## SOURCE TEXT:
────────────────────────────────────────

History and development of "how to depict clothes"

June 14, 2006

It is interesting to explore the bridge that connects two art forms that are really in a deep relationship, but have different rules and tend to focus on different audiences and on different aims. At the same time is quite intuitive to understand that photography is the medium that communicates fashion in the most immediate way, allowing the spectator the chance to see and evaluate outfits, creations and collections at least a visual level. Through the decades the figure of the fashion photographer gained respect and esteem, after a long period when the idea of "depicting clothes" was supposed to be the only aim to be pursued; creative effort from the author of the pictures was avoided, as possible source of misrepresentation of the subject. Only when attention grew in this segment, recognised from specialised magazines and later from the institutional circuit of galleries and museums, the idea of expressing artists' peculiar point of view started to be considered as an enrichment. With the years the situation turned upside down, it is not rare to see griffes compete for the services from hotter names in fashion photography, with a new generation of artists that are slowly over passing the "sacred cows" tending sometimes to product images that seem very far from the represented objects. Someway the relationship became finally two-ways, not only the pictures as representational medium of fashion, but fashion as a pretext for aesthetic research of photography.

A common path might also be found in the struggle that the two disciplines shared to be recognised as arts by the "official culture"; photography was considered for a long time poor and not interesting as a visual art, seen as a mechanic "machine-mediate activity" with no connection to talent (and this is naturally connected with the idea of the most accurate possible portrait). Fashion design was seen for long time as naïve, bizarre and had to fight a lot to receive an allure of artistic creativity and a proper cultural recognition. Italy and France, doubtlessly crucial areas of the fashion system, understood with time the true value of fashion both as an art that adds prestige to the culture of a nation and an important high-standard market branch, which moves enormous amounts of money. The precursors of fashion photography might be found going back to eighteenth century, when images of fashionable clothes were print in magazines, often hand-coloured. This production was mostly settled in Paris and imported to other European countries, especially in England. Technically the passage from the old daguerreotype to halftone printing techniques permitted the mass printing, which was a necessary pre-condition for seminal fashion photography to be featured in magazines; this technical step took place at the beginning of the 20th century. Still the resistance to the photo representation of fashion was so strong, that the covers of magazines that included fashion-oriented reportages in the inside pages were still using drawings that seemed to be more capable of catching reader's eye at a first glance. Slightly the concept of depiction, strictly committed to the first phase of "clothes portrayal" let space to a different aim, which nowadays seems to be what clients ask to photographers. The idea, common to advertising campaigns and lifestyle magazine features, is now to represent a concept, a world and a style more then outfits or accessories; with this attitude, the artists have a new task, filtering through their vision and sensibility the depictional process. The need of "reality" lost his centrality.

────────────────────────────────────────

## RECORDS:

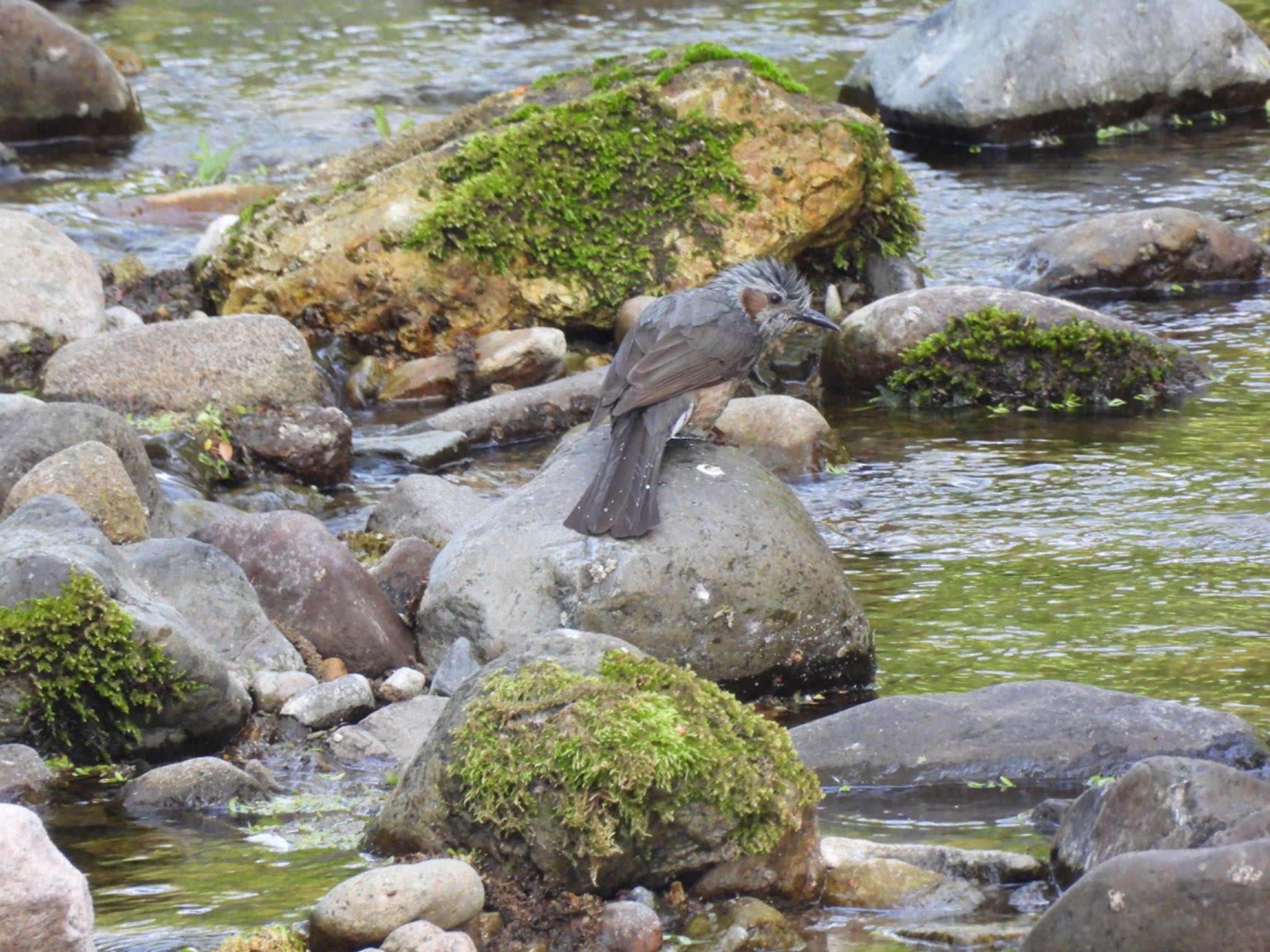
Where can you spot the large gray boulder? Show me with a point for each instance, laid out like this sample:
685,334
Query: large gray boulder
1016,70
246,359
55,82
1030,730
1181,901
309,584
1152,249
1162,803
735,580
45,903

────────────────────────────────────────

## TO DO:
a) Reproduce the records on locating the large gray boulder line for line, without the picture.
b) Extend the article on the history of fashion photography, picking up after its last sentence.

## RESPONSES TO THE TASKS:
a)
Where can you spot the large gray boulder? Show me with a point for each instance, laid out like this sample:
685,334
Query: large gray boulder
1016,70
246,359
55,82
1030,730
1181,901
309,584
1152,249
1162,803
735,580
45,903

b)
The idea of creating a "world" gives great importance to the stylist figure, who is another key presence through all fashion photography history; the sector publishings, the art directors and the stylists team up beside the photographer to amplify the power of this form of visual communication. Condè Nast and Hearst publications have been the media which spread formal codes of fashion print communication, and the leading position of magazines as Vogue or Harpers's Bazaar from this point of view is enforced and justified by historic significance. Also big names from the past linked their work to the presence of important collaborators, finding fellow concepts and attitudes in the fashion redactions of these magazines. It is very hard and subjective to make a list of important names in this specific photography area; looking back at the past some references are anyway almost compulsory: Baron de Meyer, E.J.Steichen and Cecil Beaton are artists who mainly contributed to address the directions of the field since the 20's In the decades, following the big changes in costume, fashion and visual arts different authors emerged... David Bailey, Guy Bordin, William Klein and Bob Richardson just to name a few. Speaking about contemporary protagonists, a new generation of highly considered talents has already come through and is the most requested; from Mert and Marcus to Craig Mc Dean, from Steven Meisel to Steven Klein and Mario Testino; griffes entrust to the fashion photographers the message of their creativity, while VIPs, show biz protagonists and public figures really adore the idea of being portrayed by the most acclaimed names. Interesting cross-projects also are born in the 21st century, as for example Nick Night's Superstudio.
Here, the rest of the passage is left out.